## Description of the task
Reproduce each line of the data below verbatim, changing nothing.

(Excerpts of labeled region data)
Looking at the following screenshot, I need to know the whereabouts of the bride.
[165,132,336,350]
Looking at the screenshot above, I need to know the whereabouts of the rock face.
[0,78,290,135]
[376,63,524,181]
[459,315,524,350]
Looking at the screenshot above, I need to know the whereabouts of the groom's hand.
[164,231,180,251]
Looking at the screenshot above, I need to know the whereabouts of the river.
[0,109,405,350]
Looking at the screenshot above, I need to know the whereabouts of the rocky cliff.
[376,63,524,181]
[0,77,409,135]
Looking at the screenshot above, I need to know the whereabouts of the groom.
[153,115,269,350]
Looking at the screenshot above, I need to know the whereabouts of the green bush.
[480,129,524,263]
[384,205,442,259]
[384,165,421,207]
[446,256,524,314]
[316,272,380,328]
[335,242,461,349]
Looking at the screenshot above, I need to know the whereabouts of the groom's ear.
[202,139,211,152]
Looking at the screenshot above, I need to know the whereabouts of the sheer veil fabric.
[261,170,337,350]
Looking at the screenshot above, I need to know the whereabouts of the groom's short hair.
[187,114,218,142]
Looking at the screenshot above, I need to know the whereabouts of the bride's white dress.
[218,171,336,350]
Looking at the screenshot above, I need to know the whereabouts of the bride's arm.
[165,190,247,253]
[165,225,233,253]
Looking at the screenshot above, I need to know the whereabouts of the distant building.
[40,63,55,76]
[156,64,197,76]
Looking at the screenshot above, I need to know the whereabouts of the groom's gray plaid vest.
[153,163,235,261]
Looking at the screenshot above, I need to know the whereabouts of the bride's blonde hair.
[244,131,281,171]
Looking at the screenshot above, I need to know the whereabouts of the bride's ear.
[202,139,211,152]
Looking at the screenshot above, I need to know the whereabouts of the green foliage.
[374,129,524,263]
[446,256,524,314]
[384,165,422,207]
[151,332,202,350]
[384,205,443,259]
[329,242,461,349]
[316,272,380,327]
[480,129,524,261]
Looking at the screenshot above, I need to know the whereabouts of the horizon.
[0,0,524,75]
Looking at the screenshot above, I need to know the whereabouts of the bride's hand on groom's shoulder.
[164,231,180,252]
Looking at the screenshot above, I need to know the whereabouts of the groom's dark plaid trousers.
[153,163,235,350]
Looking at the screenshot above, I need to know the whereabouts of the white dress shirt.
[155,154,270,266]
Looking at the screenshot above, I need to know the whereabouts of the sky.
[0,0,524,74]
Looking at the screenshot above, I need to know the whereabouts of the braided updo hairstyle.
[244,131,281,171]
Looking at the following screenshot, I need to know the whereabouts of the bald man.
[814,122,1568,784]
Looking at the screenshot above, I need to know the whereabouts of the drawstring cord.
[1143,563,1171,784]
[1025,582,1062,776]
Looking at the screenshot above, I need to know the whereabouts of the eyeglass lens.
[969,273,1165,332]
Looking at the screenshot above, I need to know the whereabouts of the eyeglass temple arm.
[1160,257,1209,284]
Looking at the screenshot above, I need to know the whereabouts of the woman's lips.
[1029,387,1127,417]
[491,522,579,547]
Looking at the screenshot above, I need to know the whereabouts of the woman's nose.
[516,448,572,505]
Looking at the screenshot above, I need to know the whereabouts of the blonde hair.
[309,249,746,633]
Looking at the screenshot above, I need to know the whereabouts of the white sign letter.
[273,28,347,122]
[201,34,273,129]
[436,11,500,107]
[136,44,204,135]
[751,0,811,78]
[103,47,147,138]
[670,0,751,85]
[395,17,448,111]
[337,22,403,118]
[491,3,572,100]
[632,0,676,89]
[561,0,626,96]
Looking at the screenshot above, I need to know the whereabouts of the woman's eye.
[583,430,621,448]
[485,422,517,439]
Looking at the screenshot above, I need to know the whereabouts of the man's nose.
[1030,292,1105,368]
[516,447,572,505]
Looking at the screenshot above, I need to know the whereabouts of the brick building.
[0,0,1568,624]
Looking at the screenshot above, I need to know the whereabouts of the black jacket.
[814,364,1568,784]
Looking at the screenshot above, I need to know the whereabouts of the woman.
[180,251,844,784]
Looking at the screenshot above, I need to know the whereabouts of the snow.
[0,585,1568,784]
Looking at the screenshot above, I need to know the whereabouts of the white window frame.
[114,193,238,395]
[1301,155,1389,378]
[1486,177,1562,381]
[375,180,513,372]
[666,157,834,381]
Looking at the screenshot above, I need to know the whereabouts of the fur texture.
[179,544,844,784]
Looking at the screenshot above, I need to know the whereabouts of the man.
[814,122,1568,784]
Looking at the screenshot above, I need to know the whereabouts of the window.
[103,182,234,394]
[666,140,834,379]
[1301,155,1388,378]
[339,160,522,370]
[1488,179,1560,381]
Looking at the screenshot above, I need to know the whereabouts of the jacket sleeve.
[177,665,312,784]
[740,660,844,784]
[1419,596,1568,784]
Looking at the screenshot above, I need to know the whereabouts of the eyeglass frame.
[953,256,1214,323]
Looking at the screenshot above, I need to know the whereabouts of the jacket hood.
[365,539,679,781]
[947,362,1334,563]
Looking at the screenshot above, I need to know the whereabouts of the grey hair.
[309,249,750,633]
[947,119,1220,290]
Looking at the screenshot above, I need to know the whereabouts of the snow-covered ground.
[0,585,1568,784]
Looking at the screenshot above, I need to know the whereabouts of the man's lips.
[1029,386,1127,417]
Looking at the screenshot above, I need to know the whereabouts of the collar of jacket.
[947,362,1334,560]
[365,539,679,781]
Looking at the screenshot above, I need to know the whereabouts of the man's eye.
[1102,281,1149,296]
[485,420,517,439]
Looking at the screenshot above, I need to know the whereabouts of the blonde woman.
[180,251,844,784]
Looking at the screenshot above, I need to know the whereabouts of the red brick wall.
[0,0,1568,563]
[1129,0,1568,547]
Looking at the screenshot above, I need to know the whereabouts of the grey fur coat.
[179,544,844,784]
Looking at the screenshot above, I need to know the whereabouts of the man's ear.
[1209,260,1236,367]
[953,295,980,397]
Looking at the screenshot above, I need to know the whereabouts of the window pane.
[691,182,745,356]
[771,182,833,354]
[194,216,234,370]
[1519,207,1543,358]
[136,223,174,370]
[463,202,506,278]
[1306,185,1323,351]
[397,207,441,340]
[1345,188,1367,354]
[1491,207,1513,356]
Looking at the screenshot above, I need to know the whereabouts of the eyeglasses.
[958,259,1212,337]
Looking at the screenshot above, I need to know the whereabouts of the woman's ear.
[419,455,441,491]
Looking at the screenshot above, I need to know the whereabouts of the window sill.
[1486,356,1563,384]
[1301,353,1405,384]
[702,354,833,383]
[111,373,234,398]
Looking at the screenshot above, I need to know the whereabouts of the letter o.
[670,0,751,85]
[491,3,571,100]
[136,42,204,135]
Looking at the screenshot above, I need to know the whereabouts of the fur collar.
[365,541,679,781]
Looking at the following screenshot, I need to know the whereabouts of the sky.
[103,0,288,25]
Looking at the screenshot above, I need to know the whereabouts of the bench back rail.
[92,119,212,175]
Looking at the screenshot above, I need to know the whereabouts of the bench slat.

## Finished exercise
Looking at the following screenshot, I need to know the whereabouts of the bride.
[165,132,336,350]
Looking at the screenshot above, I need to know the whereabouts of the rock face.
[0,78,290,135]
[376,63,524,181]
[459,315,524,350]
Looking at the screenshot above, I need to know the whereabouts of the groom's hand.
[164,231,180,251]
Looking at the screenshot above, I need to know the whereabouts of the river.
[0,109,405,350]
Looking at the screenshot above, I need to know the whereabouts of the rocky cliff.
[376,63,524,181]
[0,77,409,135]
Looking at the screenshot above, I need to know the whereabouts of the groom.
[153,115,269,350]
Looking at the screenshot above, I need to know the whereabouts of the green bush.
[480,129,524,263]
[384,205,442,259]
[384,165,421,207]
[446,256,524,314]
[316,272,380,328]
[335,242,461,349]
Looking at the screenshot above, I need to know the whereabouts of the groom's ear.
[202,139,211,152]
Looking at the screenshot above, I need to know the whereabouts of the sheer veil fabric.
[261,170,337,350]
Looking at the screenshot above, I need to know the whereabouts of the groom's short hair.
[187,114,218,142]
Looking at the screenshot above, I need to know the whereabouts of the bride's white dress.
[218,171,336,350]
Looking at the screenshot above, I need to know the whereabouts of the bride's arm.
[165,190,247,253]
[165,225,233,253]
Looking at the screenshot above, I need to know the whereabouts of the distant building.
[40,63,55,76]
[156,64,197,76]
Looking at the screenshot above, I need to know the whereabouts of the groom's gray plaid vest.
[153,163,235,261]
Looking at the screenshot above, I need to know the whereabouts of the bride's blonde hair.
[244,131,281,171]
Looking at the screenshot above, I need to know the whereabouts of the bride's ear.
[202,139,211,152]
Looking at the screenshot above, I need to know the whereabouts of the green foliage.
[374,129,524,263]
[446,256,524,314]
[384,165,422,207]
[151,332,202,350]
[384,205,443,259]
[329,242,461,349]
[316,272,380,327]
[480,129,524,261]
Looking at the screenshot above, I need to know the whereabouts of the horizon.
[0,0,524,75]
Looking at the screenshot above, I need to know the whereabouts of the bride's hand on groom's shoulder.
[164,231,180,252]
Looking at the screenshot above, I need to know the whereabouts of the groom's dark plaid trousers.
[153,163,235,350]
Looking at the screenshot above, I need to know the whereabouts of the white dress shirt.
[155,154,270,266]
Looking at the screenshot above, I need to know the whereabouts of the sky.
[0,0,524,74]
Looking at the screenshot above, I need to know the whereabouts of the braided updo hairstyle.
[244,131,281,171]
Looking at the following screenshot, I need to know the whereabouts of the bald man.
[814,122,1568,784]
Looking at the screenshot above, I need to know the whereabouts of the drawstring cord.
[1143,563,1171,784]
[1025,582,1062,776]
Looking at the screenshot above, I need to know the whereabouts of the eyeglass lens.
[969,273,1165,332]
Looking at the screenshot above, I need to know the whereabouts of the eyeglass temple arm.
[1160,257,1209,284]
Looking at the screenshot above, I need to know the whereabouts of the woman's lips.
[1029,387,1127,417]
[491,522,579,547]
Looking at the screenshot above, I need to know the whereabouts of the woman's nose.
[516,448,572,505]
Looking at the screenshot above, I need to know the whereabouts of the blonde hair.
[309,249,746,633]
Looking at the screenshot above, I need to know the whereabouts of the white sign letter.
[273,28,347,122]
[201,34,273,129]
[436,11,500,107]
[136,44,204,135]
[751,0,811,78]
[103,47,147,138]
[670,0,751,85]
[395,17,448,111]
[337,22,403,118]
[491,3,572,100]
[632,0,676,89]
[561,0,626,96]
Looking at the screenshot above, I need to know the whereabouts of the woman's eye.
[583,430,621,448]
[485,422,517,439]
Looking at the screenshot above, I need to know the whereabouts of the man's nose.
[1030,292,1105,368]
[516,447,572,505]
Looking at the screenshot above, I need to know the whereabouts of the brick building.
[0,0,1568,624]
Looking at the screenshot above, I need to know the whereabouts of the black jacket.
[814,364,1568,784]
Looking at the screenshot above, I need to know the whereabouts of the woman.
[180,251,844,784]
Looking at the screenshot above, I need to know the whereabouts of the snow.
[0,585,1568,784]
Looking at the screenshot above, I need to know the whereabouts of the white window frame.
[114,193,238,395]
[1301,155,1389,378]
[1486,177,1562,381]
[375,180,513,372]
[666,157,834,381]
Looking at the screenshot above, I need to know the whereabouts of the fur texture.
[179,544,844,784]
Looking at the screenshot above, I need to know the whereabouts of the man.
[814,122,1568,784]
Looking at the screenshot above, I need to know the whereabouts of the window.
[103,182,234,394]
[666,140,834,379]
[1301,155,1388,378]
[339,160,522,370]
[1488,179,1560,381]
Looking at the screenshot above, I need to know the whereabouts of the jacket sleeve.
[177,665,312,784]
[740,660,844,784]
[1419,596,1568,784]
Looking at the screenshot above, I need to know the whereabouts of the eyeglass frame.
[953,256,1214,323]
Looking at the screenshot above, I need to know the whereabouts of the jacket hood.
[365,539,679,781]
[947,362,1334,563]
Looking at the screenshot above, I need to know the whereabouts of the grey hair.
[309,249,750,633]
[947,119,1220,290]
Looking at the screenshot above, I need to know the whereabouts of the snow-covered ground.
[0,585,1568,784]
Looking at the screenshot above, I need to know the whereabouts of the man's lips.
[1029,386,1127,417]
Looking at the screenshot above, I need to know the whereabouts of the collar of jacket.
[947,362,1334,560]
[365,539,679,781]
Looking at the screenshot above, I need to know the whereabouts of the man's eye.
[1102,281,1149,296]
[485,420,517,439]
Looking at the screenshot above, I need to know the whereabouts of the blonde woman.
[180,251,844,784]
Looking at the screenshot above, I need to know the whereabouts of the red brick wall.
[0,0,1568,563]
[1129,0,1568,547]
Looking at the screenshot above, I need to know the whereabouts of the grey fur coat.
[179,544,844,784]
Looking at the screenshot above, I need to know the whereabouts of the man's ear.
[1209,260,1236,367]
[953,295,980,397]
Looking at the screenshot above, I need to know the whereabouts of the window pane.
[691,182,745,356]
[771,182,833,354]
[194,216,234,370]
[1519,207,1543,358]
[136,223,174,370]
[463,202,506,278]
[1306,185,1323,351]
[397,207,441,340]
[1345,188,1367,354]
[1491,207,1513,356]
Looking at the screenshot above, I need to know the whereabouts of the eyeglasses.
[958,259,1212,337]
Looking at the screenshot above, I need to know the whereabouts of the woman's ear.
[419,455,441,491]
Looking at the screenshot above, I need to know the whereabouts of the window sill.
[1486,356,1563,384]
[1301,353,1405,384]
[702,354,833,383]
[111,373,234,398]
Looking at the screenshot above, I need to know the whereabouts of the letter o.
[670,0,751,85]
[491,3,571,100]
[136,42,204,135]
Looking at the screenshot above, I need to know the whereabouts of the fur collar.
[365,541,679,781]
Looking at the following screenshot, I need to know the whereabouts of the sky.
[103,0,288,25]
Looking at the screenshot above, I need to know the whereabouts of the bench back rail.
[92,119,212,175]
Looking at the screenshot above, I need to know the whereabouts of the bench slat.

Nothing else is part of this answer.